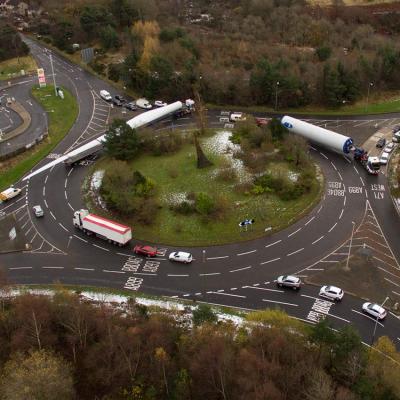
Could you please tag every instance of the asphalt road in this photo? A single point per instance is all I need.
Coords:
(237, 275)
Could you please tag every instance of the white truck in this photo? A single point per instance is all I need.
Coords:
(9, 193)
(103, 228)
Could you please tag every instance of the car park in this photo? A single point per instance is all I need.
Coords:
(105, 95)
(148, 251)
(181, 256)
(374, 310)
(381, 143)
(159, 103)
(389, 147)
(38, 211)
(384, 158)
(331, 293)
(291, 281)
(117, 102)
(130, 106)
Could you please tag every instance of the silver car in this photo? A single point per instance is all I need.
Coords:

####################

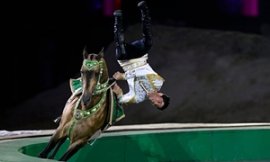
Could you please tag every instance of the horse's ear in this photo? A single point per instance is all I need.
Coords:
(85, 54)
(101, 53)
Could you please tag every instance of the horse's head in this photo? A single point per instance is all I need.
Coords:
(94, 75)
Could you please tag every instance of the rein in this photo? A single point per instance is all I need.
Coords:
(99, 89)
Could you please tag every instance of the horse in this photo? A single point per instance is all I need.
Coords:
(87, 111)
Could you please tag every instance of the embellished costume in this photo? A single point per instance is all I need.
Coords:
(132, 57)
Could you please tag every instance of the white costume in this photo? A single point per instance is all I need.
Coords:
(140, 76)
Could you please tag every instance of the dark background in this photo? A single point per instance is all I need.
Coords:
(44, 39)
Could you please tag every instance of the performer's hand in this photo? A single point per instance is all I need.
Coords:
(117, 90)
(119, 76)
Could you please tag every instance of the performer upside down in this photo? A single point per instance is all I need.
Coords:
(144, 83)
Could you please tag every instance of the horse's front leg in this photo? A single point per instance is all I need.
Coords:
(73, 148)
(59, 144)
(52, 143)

####################

◆ **What to do**
Report all lines of the data that include the word "white".

◆ **Response to this exercise**
Could you please tag every instance of the white truck in this photo? A single point per instance is all I need.
Could you please tag every instance of the white costume in this photo? A single point per instance is all I need.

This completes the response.